_OBJETIVO_
Cambia "decenios" por "décadas" en un fragmento del texto sobre la economía española y escribe ese fragmento de nuevo. Empieza en las palabras que contienen "La economía española se" y termina después de "de la situación.".

_TEXTO PROPORCIONADO_
---+---

La economía española se encuentra en una situación muy difícil. Su modus
operandi de decenios anteriores está completamente agotado y la
confluencia de tres factores decisivos (su pertenencia a una unión
monetaria sin voluntad de disponer de políticas económicas que resuelvan
las asimetrías que se dan entre los países que la componen, los
rebrotes de la crisis financiera internacional y la peculiar situación
de la política interna española) limitan casi totalmente la capacidad de
maniobra que necesitaría el gobierno para logar que España saliera
airosa de la situación.
La crisis y los problemas estructurales de la economía española: ¡ya no
va más!
En España se produjo también la crisis estructural y el mismo tipo de
ajuste neoliberal que en el resto del mundo y que, en última instancia
ha sido el que ha provocado la última crisis financiera, una expresión
más aunque mucho más grave de las consecuencias que lleva consigo el
haber situado al capital y a la especulación financieros en el epicentro
de la actividad económica. Pero aquí se ha producido un hecho
diferencial que es la que a mi juicio explica que ahora esté sufriendo
la crisis de modo también singularizado. Me refiero a la casi completa
coincidencia de la crisis estructural y el ajuste con una salida pactada
a la dictadura franquista que dejó en gran parte intacto sus modos de
operar y los privilegios de los principales grupos de poder económico de
la dictadura, y de ambas circunstancias con el tardío proceso de
construcción del Estado de Bienestar en España que se inició en la
transición y más concretamente con el primer gobierno del partido
socialista.
La presencia combinada de todas esas circunstancias es lo que explica
que ninguno de esos procesos haya salido como como debiera haber salido
para que hubiera fortalecido a nuestra sociedad y a nuestra economía. Y
también algunos de sus rasgos estructurales que ahora pesan como una
losa sobre nuestra economía:
- La debilidad de las clases trabajadoras y de sus sindicatos en
contraste con el gran poder de los principales núcleos oligárquicos
conformados durante la dictadura y que todavía siguen dominando los
centros de gravedad de la economía española.
- La conformación muy imperfecta de instituciones decisivas como el
mercado de trabajo (dual, de poder muy asimétrico y con fuertes residuos
coorporativos), el financiero (muy concentrado, protegido y con una
perversa influencia sobre el poder político) y el propio sector público,
poco eficaz como consecuencia de su gran dependencia de los intereses
privados, lo que, entre otras cosas, ha impedido usar con toda su
eficacia instrumentos esenciales de transformación social como la
política fiscal (que no ha podido imponerse nunca sobre la aversión a
los impuestos de las clases adineradas).
- Un gran déficit de capital social y humano y de estructuras de
bienestar colectivo que ha influido negativamente en aspectos tan
importantes como el desarrollo de la investigación y la innovación o la
incorporación de las mujeres a los mercados laborales.
- La dificultosa y traumática vinculación de la economía española con el
exterior, esclava del capital extranjero y obligada a competir mediante
la especialización empobrecedorea en bienes y servicios de poca calidad
y bajo precio y recurriendo periódicamente a la devaluación.

---+---

_FILAS DE DATOS_
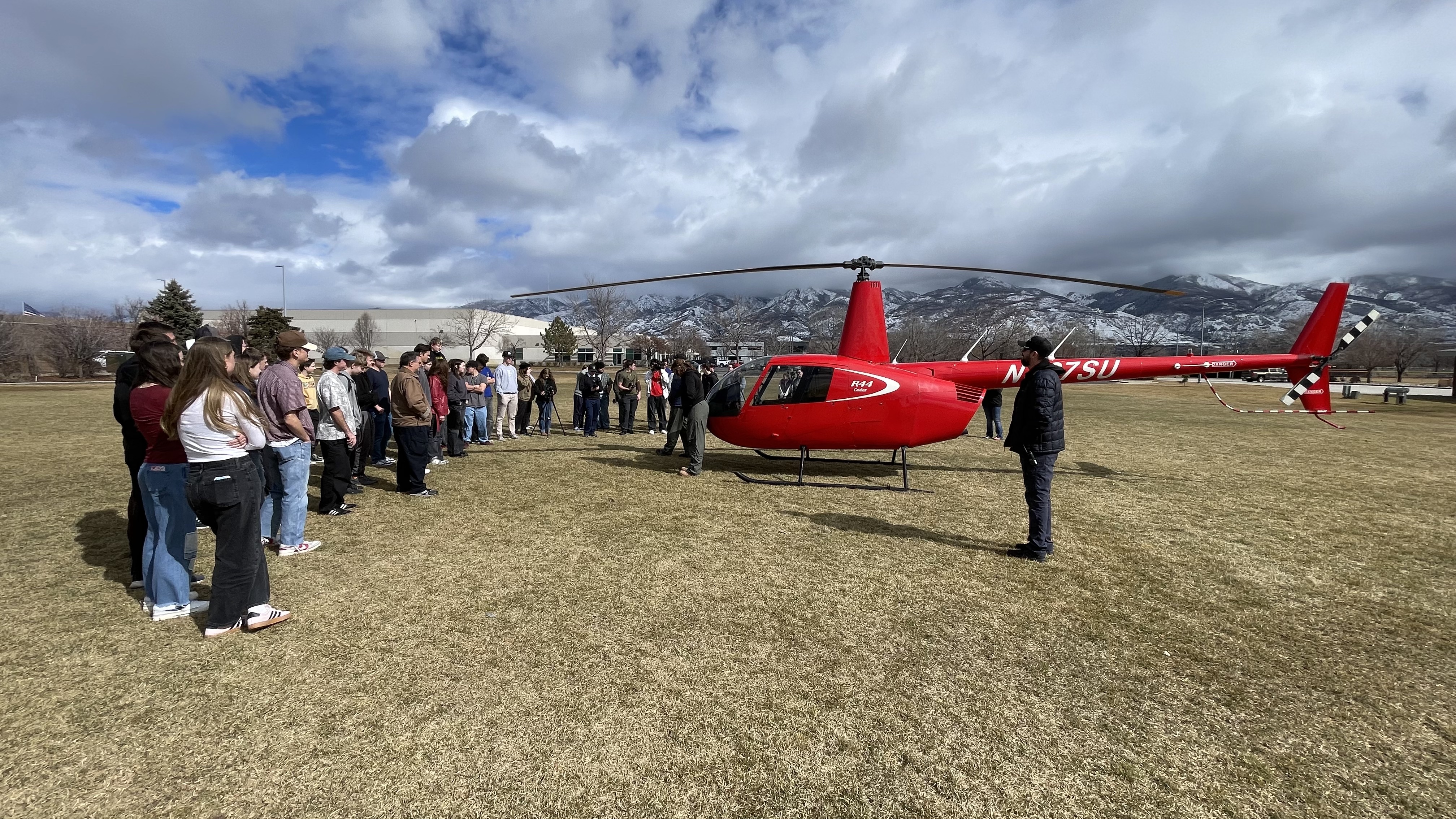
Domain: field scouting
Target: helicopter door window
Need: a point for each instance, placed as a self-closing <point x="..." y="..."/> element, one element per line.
<point x="788" y="384"/>
<point x="727" y="397"/>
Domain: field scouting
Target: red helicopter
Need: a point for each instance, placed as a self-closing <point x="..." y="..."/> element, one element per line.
<point x="862" y="400"/>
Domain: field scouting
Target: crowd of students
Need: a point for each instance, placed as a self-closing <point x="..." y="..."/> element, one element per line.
<point x="225" y="436"/>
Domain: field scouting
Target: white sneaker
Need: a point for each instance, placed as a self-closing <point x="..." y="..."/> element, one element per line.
<point x="300" y="549"/>
<point x="146" y="602"/>
<point x="263" y="617"/>
<point x="172" y="612"/>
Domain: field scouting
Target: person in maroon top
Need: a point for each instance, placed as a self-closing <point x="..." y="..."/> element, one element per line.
<point x="166" y="569"/>
<point x="439" y="401"/>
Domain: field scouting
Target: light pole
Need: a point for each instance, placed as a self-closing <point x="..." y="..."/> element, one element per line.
<point x="1205" y="321"/>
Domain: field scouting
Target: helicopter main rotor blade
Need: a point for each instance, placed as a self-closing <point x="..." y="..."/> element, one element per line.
<point x="679" y="276"/>
<point x="1043" y="276"/>
<point x="864" y="263"/>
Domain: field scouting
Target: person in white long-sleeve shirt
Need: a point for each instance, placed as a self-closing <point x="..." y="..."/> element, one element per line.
<point x="507" y="390"/>
<point x="217" y="425"/>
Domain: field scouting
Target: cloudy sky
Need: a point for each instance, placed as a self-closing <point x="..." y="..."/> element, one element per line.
<point x="433" y="152"/>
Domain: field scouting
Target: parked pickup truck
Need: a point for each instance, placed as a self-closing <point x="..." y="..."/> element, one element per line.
<point x="1273" y="374"/>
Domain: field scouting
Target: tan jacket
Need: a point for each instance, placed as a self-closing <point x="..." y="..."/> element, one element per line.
<point x="407" y="401"/>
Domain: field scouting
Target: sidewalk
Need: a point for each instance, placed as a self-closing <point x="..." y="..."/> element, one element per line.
<point x="1362" y="388"/>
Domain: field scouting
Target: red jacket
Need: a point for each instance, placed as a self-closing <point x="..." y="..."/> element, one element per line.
<point x="439" y="400"/>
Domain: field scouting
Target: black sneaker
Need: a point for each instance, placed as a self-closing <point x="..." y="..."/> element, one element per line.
<point x="1027" y="554"/>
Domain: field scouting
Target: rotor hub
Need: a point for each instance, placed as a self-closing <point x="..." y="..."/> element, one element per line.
<point x="862" y="266"/>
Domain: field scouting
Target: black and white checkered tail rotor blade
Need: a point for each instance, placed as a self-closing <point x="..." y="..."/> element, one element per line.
<point x="1304" y="385"/>
<point x="1355" y="333"/>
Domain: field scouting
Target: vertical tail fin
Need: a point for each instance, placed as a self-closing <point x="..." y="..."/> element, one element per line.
<point x="1318" y="339"/>
<point x="864" y="336"/>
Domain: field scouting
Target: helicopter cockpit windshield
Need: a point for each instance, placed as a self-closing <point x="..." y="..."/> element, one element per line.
<point x="727" y="397"/>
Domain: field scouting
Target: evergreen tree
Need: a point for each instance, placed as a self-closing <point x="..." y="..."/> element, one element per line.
<point x="264" y="327"/>
<point x="560" y="340"/>
<point x="174" y="305"/>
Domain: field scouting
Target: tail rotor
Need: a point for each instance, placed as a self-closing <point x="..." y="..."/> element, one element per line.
<point x="1318" y="372"/>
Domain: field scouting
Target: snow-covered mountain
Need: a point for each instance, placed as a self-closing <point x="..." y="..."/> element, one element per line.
<point x="1234" y="305"/>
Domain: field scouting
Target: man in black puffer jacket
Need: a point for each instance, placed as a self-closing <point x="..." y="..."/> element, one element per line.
<point x="1036" y="435"/>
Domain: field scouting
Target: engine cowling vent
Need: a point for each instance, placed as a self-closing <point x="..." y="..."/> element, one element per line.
<point x="969" y="394"/>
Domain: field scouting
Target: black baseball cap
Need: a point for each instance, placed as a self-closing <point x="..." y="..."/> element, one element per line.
<point x="1037" y="344"/>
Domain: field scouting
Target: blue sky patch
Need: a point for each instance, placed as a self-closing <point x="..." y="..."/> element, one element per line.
<point x="152" y="205"/>
<point x="335" y="125"/>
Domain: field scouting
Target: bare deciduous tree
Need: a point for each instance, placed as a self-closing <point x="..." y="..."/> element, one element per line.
<point x="366" y="332"/>
<point x="477" y="329"/>
<point x="234" y="320"/>
<point x="686" y="339"/>
<point x="603" y="315"/>
<point x="654" y="346"/>
<point x="1410" y="344"/>
<point x="130" y="311"/>
<point x="73" y="342"/>
<point x="825" y="330"/>
<point x="918" y="340"/>
<point x="1141" y="334"/>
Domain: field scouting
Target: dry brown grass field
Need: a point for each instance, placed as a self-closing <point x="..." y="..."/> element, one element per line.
<point x="1245" y="617"/>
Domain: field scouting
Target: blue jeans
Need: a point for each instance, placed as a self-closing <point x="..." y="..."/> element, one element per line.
<point x="590" y="408"/>
<point x="1036" y="474"/>
<point x="165" y="567"/>
<point x="992" y="420"/>
<point x="382" y="428"/>
<point x="286" y="498"/>
<point x="477" y="425"/>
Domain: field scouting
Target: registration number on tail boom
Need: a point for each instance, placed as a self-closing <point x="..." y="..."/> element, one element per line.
<point x="1093" y="369"/>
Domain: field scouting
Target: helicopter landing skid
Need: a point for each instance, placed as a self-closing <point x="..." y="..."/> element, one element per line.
<point x="804" y="458"/>
<point x="893" y="455"/>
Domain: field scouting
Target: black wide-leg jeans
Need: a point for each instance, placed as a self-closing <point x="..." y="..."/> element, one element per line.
<point x="226" y="498"/>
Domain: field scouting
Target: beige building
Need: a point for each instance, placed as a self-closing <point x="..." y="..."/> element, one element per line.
<point x="401" y="330"/>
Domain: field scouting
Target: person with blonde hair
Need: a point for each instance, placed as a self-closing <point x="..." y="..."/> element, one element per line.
<point x="217" y="425"/>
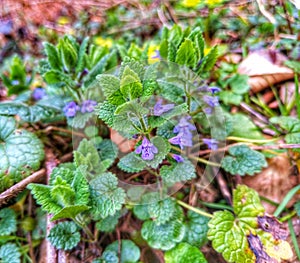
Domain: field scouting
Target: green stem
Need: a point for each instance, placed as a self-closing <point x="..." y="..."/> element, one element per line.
<point x="294" y="238"/>
<point x="239" y="139"/>
<point x="194" y="209"/>
<point x="78" y="221"/>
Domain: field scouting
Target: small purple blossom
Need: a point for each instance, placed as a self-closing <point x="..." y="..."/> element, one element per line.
<point x="211" y="143"/>
<point x="38" y="93"/>
<point x="182" y="140"/>
<point x="211" y="101"/>
<point x="178" y="158"/>
<point x="147" y="149"/>
<point x="214" y="89"/>
<point x="88" y="106"/>
<point x="159" y="109"/>
<point x="71" y="109"/>
<point x="157" y="54"/>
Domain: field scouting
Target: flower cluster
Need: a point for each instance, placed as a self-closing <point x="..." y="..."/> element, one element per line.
<point x="147" y="149"/>
<point x="159" y="108"/>
<point x="71" y="109"/>
<point x="184" y="135"/>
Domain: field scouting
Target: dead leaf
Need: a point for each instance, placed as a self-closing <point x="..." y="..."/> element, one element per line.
<point x="265" y="68"/>
<point x="274" y="182"/>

---+---

_RESULTADO COMPLETO_
La economía española se encuentra en una situación muy difícil. Su modus
operandi de décadas anteriores está completamente agotado y la
confluencia de tres factores decisivos (su pertenencia a una unión
monetaria sin voluntad de disponer de políticas económicas que resuelvan
las asimetrías que se dan entre los países que la componen, los
rebrotes de la crisis financiera internacional y la peculiar situación
de la política interna española) limitan casi totalmente la capacidad de
maniobra que necesitaría el gobierno para logar que España saliera
airosa de la situación.